* [SELECTED PASSAGE]:

┌────────

My god will the press ever accurately put in perspective the upside down, flip flopping rhetoric of the Republican Party in this state. If we let them get away bragging up numbers they normally trash as wrong, voters will incorrectly believe this administration’s policies are working. And that means another term for our “divide and conquer” governor Scott Walker. From the Institute for Wisconsin's Future, this reminder often sighted by Walker:
These newest numbers are from the monthly Current Employment Statistics. They are acknowledged across the political spectrum as being less reliable than the Quarterly Census of Employment & Wages.
Just one of a flurry of Republican press releases, Rep. John Spiro forgot all about all the past, lousy monthly reports we were told not to believe:
The U.S. Bureau of Labor Statistics reports Wisconsin had its biggest monthly jobs gain since 1992. The report indicates the state gained approximately 17,500 jobs during this time period. “The Wisconsin Legislature has chosen to invest in Wisconsin; to encourage business expansion, entrepreneurs and help our farmers and this report shows these measures are working. Obviously these are just preliminary estimates, but I am optimistic that Wisconsin will keep moving forward.”IWF's Jack Norman wrote a more accurate assessment:
The good news: Wisconsin had a June jobs surge, a boost from May of 13,800 private sector jobs. State officials rightfully called it the largest month-to-month gain in nearly a decade.

└────────

* [DATA EXTRACTS]:
┌────────

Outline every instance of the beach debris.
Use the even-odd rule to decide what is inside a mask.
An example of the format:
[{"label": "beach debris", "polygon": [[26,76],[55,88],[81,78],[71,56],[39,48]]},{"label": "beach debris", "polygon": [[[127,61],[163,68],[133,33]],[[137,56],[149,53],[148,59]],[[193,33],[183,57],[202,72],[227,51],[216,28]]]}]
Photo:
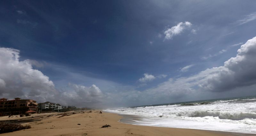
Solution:
[{"label": "beach debris", "polygon": [[25,113],[25,116],[30,116],[30,114],[28,113]]},{"label": "beach debris", "polygon": [[64,113],[63,113],[63,114],[60,114],[60,115],[61,115],[61,116],[60,116],[60,117],[58,117],[58,118],[63,117],[64,117],[64,116],[69,116],[69,115],[68,115],[68,114],[67,114],[67,113],[66,113],[66,112],[64,112]]},{"label": "beach debris", "polygon": [[24,129],[31,128],[31,126],[26,125],[23,126],[20,124],[0,124],[0,134],[12,132]]},{"label": "beach debris", "polygon": [[108,127],[109,126],[111,127],[111,126],[109,125],[107,125],[107,124],[106,124],[106,125],[105,125],[104,126],[101,126],[101,128],[103,128],[104,127]]}]

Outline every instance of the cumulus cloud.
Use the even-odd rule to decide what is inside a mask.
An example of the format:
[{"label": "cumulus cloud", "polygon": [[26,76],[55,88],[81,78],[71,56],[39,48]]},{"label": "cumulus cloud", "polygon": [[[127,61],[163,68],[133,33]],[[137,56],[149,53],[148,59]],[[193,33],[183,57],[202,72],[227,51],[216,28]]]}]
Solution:
[{"label": "cumulus cloud", "polygon": [[165,78],[167,76],[167,75],[164,74],[159,75],[158,76],[155,76],[152,75],[148,74],[147,73],[144,73],[144,77],[140,78],[139,81],[140,83],[144,83],[142,85],[145,85],[147,82],[152,81],[156,78]]},{"label": "cumulus cloud", "polygon": [[166,78],[166,77],[167,77],[167,75],[162,74],[161,75],[158,75],[157,76],[156,76],[156,78]]},{"label": "cumulus cloud", "polygon": [[191,25],[192,24],[189,22],[185,22],[184,23],[181,22],[178,23],[177,25],[173,26],[171,28],[167,28],[164,32],[165,35],[164,39],[171,39],[173,36],[180,34],[184,30],[189,28]]},{"label": "cumulus cloud", "polygon": [[44,101],[58,93],[53,82],[28,61],[19,60],[19,50],[0,48],[0,96]]},{"label": "cumulus cloud", "polygon": [[88,87],[69,84],[68,89],[57,90],[49,77],[32,67],[32,65],[43,67],[43,64],[35,60],[20,61],[20,57],[18,50],[0,48],[0,97],[81,107],[100,105],[104,95],[96,85]]},{"label": "cumulus cloud", "polygon": [[194,65],[192,64],[189,65],[188,65],[183,68],[181,68],[180,71],[182,72],[187,72],[188,70],[188,69],[189,69],[189,68],[194,66]]},{"label": "cumulus cloud", "polygon": [[208,69],[188,77],[170,78],[147,92],[178,97],[200,91],[224,92],[255,85],[255,59],[256,37],[242,45],[236,56],[225,62],[223,66]]},{"label": "cumulus cloud", "polygon": [[217,56],[221,54],[224,52],[227,52],[228,51],[228,50],[229,48],[231,47],[233,47],[235,46],[236,46],[238,45],[240,45],[243,44],[243,43],[240,43],[237,44],[233,44],[231,45],[229,45],[228,46],[228,47],[226,49],[222,49],[221,50],[221,51],[219,51],[218,52],[215,53],[213,55],[212,55],[212,54],[209,54],[209,55],[208,56],[204,56],[202,57],[202,59],[203,60],[206,60],[207,59],[210,58]]},{"label": "cumulus cloud", "polygon": [[17,13],[22,15],[26,15],[27,13],[26,13],[26,11],[21,11],[21,10],[17,10]]},{"label": "cumulus cloud", "polygon": [[69,90],[61,93],[60,96],[63,103],[67,105],[75,104],[80,107],[100,106],[99,104],[102,102],[104,95],[95,85],[88,87],[69,83],[68,87]]},{"label": "cumulus cloud", "polygon": [[17,22],[18,24],[24,25],[29,24],[32,26],[33,27],[35,27],[37,25],[37,23],[32,22],[31,21],[26,20],[17,19]]},{"label": "cumulus cloud", "polygon": [[144,74],[144,77],[143,77],[139,79],[139,81],[141,83],[146,83],[156,79],[156,77],[147,73]]},{"label": "cumulus cloud", "polygon": [[238,45],[241,45],[242,44],[243,44],[243,43],[239,43],[237,44],[233,44],[229,46],[229,47],[234,47],[234,46],[236,46]]},{"label": "cumulus cloud", "polygon": [[256,19],[256,12],[253,13],[246,16],[244,18],[237,21],[236,23],[239,25],[241,25],[255,19]]}]

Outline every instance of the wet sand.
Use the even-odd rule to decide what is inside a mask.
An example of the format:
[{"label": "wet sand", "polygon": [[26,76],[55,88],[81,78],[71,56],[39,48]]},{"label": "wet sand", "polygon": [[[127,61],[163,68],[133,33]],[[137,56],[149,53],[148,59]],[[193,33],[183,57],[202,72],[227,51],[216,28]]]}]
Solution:
[{"label": "wet sand", "polygon": [[[92,111],[59,118],[61,113],[32,114],[31,116],[0,117],[1,120],[14,120],[32,128],[0,134],[0,136],[252,136],[244,134],[192,129],[143,126],[119,122],[122,117],[117,114]],[[33,122],[26,122],[33,119]],[[20,119],[22,119],[21,120]],[[80,125],[79,125],[79,124]],[[101,128],[108,124],[111,127]]]}]

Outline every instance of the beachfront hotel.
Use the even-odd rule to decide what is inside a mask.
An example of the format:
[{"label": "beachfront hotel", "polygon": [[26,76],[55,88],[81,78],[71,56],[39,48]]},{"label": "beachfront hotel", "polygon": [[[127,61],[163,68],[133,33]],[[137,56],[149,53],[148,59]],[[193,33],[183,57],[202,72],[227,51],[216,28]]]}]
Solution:
[{"label": "beachfront hotel", "polygon": [[39,103],[38,104],[38,109],[40,111],[49,111],[49,110],[52,109],[52,111],[60,112],[62,111],[63,109],[63,106],[60,104],[52,103],[49,101]]},{"label": "beachfront hotel", "polygon": [[[24,112],[30,110],[37,112],[38,108],[36,101],[30,99],[21,99],[19,98],[14,99],[10,100],[8,100],[8,99],[5,98],[0,99],[1,111],[9,112],[11,111],[13,112],[13,114],[15,113],[14,112]],[[10,113],[11,114],[11,113]]]}]

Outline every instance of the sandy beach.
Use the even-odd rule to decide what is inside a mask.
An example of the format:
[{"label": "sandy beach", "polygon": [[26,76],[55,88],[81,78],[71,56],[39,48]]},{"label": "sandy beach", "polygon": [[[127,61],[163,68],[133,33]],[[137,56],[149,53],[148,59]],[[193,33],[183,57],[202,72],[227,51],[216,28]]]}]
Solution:
[{"label": "sandy beach", "polygon": [[[142,126],[118,122],[122,117],[118,114],[99,111],[69,112],[68,116],[60,118],[61,114],[46,113],[32,114],[30,117],[0,117],[0,121],[20,120],[32,122],[22,125],[30,125],[31,128],[0,134],[4,136],[232,136],[255,135],[192,129]],[[80,113],[79,113],[80,112]],[[18,119],[18,120],[17,120]],[[26,121],[27,120],[27,121]],[[80,124],[80,125],[79,125]],[[109,125],[111,127],[101,128]]]}]

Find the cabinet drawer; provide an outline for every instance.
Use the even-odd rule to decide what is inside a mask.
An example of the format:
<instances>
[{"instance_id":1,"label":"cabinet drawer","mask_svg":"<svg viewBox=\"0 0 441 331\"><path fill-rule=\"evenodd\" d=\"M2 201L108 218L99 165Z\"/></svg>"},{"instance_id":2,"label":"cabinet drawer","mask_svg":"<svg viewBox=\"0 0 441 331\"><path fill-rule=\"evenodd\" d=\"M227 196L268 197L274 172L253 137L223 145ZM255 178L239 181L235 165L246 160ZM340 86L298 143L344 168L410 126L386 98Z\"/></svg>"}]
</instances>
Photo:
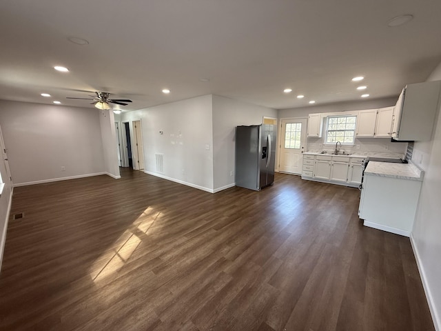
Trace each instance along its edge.
<instances>
[{"instance_id":1,"label":"cabinet drawer","mask_svg":"<svg viewBox=\"0 0 441 331\"><path fill-rule=\"evenodd\" d=\"M349 157L332 157L332 161L337 162L349 162Z\"/></svg>"},{"instance_id":2,"label":"cabinet drawer","mask_svg":"<svg viewBox=\"0 0 441 331\"><path fill-rule=\"evenodd\" d=\"M365 161L365 159L361 159L358 157L351 157L351 164L362 164Z\"/></svg>"},{"instance_id":3,"label":"cabinet drawer","mask_svg":"<svg viewBox=\"0 0 441 331\"><path fill-rule=\"evenodd\" d=\"M332 159L332 157L330 155L317 155L316 157L316 159L320 161L331 161Z\"/></svg>"}]
</instances>

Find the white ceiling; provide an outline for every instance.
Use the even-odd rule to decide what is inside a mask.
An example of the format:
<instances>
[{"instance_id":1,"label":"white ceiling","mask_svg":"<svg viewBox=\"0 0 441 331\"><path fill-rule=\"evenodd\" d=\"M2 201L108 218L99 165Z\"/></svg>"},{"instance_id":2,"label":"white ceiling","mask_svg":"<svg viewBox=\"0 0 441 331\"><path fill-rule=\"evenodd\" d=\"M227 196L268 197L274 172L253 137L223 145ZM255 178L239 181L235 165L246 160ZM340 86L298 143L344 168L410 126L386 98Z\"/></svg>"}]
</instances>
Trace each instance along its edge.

└────────

* [WHAT THIS EXERCISE ASKS]:
(1) In the Wisconsin jobs post, what are the answers to these?
(a) Which survey produced the newest jobs numbers?
(b) Which state representative issued the quoted press release?
(c) Who wrote the assessment that the post calls more accurate?
(2) Can you write the next few sentences of the Wisconsin jobs post, picking up after its final line?

* [RESULTS FOR EACH TASK]:
(1)
(a) The monthly Current Employment Statistics.
(b) Rep. John Spiro.
(c) Jack Norman of the Institute for Wisconsin's Future (IWF).

(2)
The bad news: Most of the growth—7,200 jobs—was in the “leisure and hospitality”sector, where average weekly pay was only $284 last year. That’s barely one-third the overall average wage in Wisconsin of $803 … the perspective of the state’s bankers. “The economy seems to have reached a plateau,” said the president of the Wisconsin Bankers Association, the day before the jobs numbers came out. “The state economy [is] flat.”
Conclusion: It’s a hollow claim of good news, because most of the growth was in the lowest paid sector of the economy. The Milwaukee Journal Sentinel quoted an economist saying, “Low-quality jobs are better than no jobs.” That may be true for the Walker administration’s boasts, but it’s a terrible way to grow an economy.